Stated task A - In the market update, at what level did 10-Year Treasury yields close for the week?

** Start of Text **

Market Wealth Update Week Ending 8/20/21

Five of the eleven S&P sectors finished higher for the week ending 08/20/21. All stronger than the SPDR S&P 500 ETF Trust (SPY), down -0.57%. Lower risk, more defensive sectors Utilities (XLU) and Health Care (XLV) led the way gaining, +1.82%, and +1.81%, while Energy (XLE) was hit hard, down -7.14% and Materials (XLB) down -3.09%.

S&P SPDR Sector ETFs Performance Summary

Week Ending 8/20/21

Source: Stockcharts.com

10-Year Treasury yields were lower for the week closing at 1.26% (Figure 1).   A test of the August low to 1.15% remains a possibility which would slow the gains in the financials and could attract buying into growth stocks.

On the other hand, a close above 1.42% would imply higher yields towards 1.60%, helping Financial stocks putting pressure on Growth stocks potentially higher.

 Figure 1: 10-Year Treasury Yields

Source: Stockcharts.com

The major averages all closed lower last week despite the gains on Friday. The Dow fell -1.11%, S&P 500 down -0.59%, and Nasdaq fell -0.73%. The Russell 2000 index continues to underperform, down -2.50%.

Weekly market breadth was negative for both the NYSE and Nasdaq. The New York Stock Exchange Index (NYSE) had 894 advances and 2613 declines. Nasdaq breadth was 1170 advances and 3561 declines.  Both NYSE and Nasdaq AD lines are showing underlying weakness that is worrisome.

  Figure 2: Daily New York Stock Exchange (NYSE) New Lows

Source: Stockcharts.com

On 3/25/21, the NYSE New Lows peaked at 207 (orange circle) and immediately contracted (purple rectangle). On 5/11, New lows on NYSE jumped to 95, flashing a warning sign, but New Lows immediately dropped. On 7/19, they closed at 96 (orange circle) but then contracted again.

Watching New lows on the New York Stock exchange is a simple technical tool that helps awareness about the immediate trend’s direction. Learn more in my book, Journey to Wealth. The market is very strong when the New Lows are below 25 (Very Low Risk and prices tend to rise). When New Lows are between 25 and 50, the risk is low, and prices tend to rise.

The Market Wealth Update ending 08/13 stated that if New Lows begin to expand and have a succession of days over 96 (the 7/19 high), precisely what happened, implying more risk and a possible shift in trend will occur.

New Lows are on the rise closing on 8/19 at 118, and 96 (green circles), now implying the New Lows are no longer in a low-risk zone. When New Lows are above 50, it alerts or warns of possible market weakness or a change in market tone.

Be aware, it’s a good idea to make sure you are happy and comfortable with your portfolio. It is best not to have more volatile investments than you can handle where you feel uncomfortable. If the selling continues, you could have some serious losses occurring if the market falls further. Unless New Lows immediately contract, a change of trend may be on the horizon.

Go confidently in the direction of your dreams. Live the life you have imagined”. ~Henry David Thoreau

 

Bonnie’s ETFs to Watch Now

Figure 3: Performance week of 8/13/21 – 08/20/21

 

Source: Stockcharts.com

Market Tape is Negative

 

  • New Highs on the Nasdaq remain below their 2/8/21 New High (Figure 6). On each rally since May, new highs have contracted).New lows on the Nasdaq continue to increase, implying fewer stocks are participating, which is not a healthy sign in the near term (Figure 7).

** End of Text **

Stated task B - Repeat the rows from the line containing "Each instance receives one keypoint. Annotate the man's hand" through the end of the rows, including the request lines. Multiply every point coordinate by 0.45 and round each to a whole number, rounding halves up.

** Start of Available data **

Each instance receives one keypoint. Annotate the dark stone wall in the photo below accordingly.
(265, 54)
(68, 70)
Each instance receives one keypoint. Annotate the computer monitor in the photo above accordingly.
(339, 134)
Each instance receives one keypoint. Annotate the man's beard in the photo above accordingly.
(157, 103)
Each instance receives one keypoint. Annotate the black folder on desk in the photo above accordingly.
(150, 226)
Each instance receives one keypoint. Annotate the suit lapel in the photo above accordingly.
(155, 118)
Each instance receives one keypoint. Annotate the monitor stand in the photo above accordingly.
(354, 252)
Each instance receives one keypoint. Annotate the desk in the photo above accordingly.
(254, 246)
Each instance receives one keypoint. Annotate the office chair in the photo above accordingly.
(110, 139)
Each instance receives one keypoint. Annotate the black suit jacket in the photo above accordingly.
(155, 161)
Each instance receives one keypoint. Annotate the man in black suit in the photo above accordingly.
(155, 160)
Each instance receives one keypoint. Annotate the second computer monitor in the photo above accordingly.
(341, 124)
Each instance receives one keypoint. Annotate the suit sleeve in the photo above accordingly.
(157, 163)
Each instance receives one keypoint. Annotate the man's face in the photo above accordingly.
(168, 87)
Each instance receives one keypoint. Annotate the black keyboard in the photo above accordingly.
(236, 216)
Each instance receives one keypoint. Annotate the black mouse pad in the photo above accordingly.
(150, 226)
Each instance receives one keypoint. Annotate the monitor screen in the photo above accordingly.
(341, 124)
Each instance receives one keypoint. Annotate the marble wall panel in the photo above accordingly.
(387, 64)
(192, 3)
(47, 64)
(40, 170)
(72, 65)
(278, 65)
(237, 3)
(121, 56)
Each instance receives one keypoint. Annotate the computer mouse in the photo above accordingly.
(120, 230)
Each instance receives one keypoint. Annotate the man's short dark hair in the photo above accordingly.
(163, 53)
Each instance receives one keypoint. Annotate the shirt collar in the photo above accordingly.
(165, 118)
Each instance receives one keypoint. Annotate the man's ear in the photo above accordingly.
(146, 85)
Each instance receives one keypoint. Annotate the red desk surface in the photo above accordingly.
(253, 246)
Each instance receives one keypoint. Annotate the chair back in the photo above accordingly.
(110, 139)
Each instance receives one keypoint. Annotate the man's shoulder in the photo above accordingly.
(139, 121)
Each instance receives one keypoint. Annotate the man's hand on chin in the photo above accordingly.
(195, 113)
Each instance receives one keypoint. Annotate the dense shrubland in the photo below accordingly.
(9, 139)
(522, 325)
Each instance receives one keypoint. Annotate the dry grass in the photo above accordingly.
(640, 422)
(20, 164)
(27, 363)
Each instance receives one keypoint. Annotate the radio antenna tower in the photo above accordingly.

** End of Available data **

Complete output A - 1.26%

Complete output B -
Each instance receives one keypoint. Annotate the man's hand on chin in the photo above accordingly.
(88, 51)
Each instance receives one keypoint. Annotate the dense shrubland in the photo below accordingly.
(4, 63)
(235, 146)
Each instance receives one keypoint. Annotate the dry grass in the photo above accordingly.
(288, 190)
(9, 74)
(12, 163)
Each instance receives one keypoint. Annotate the radio antenna tower in the photo above accordingly.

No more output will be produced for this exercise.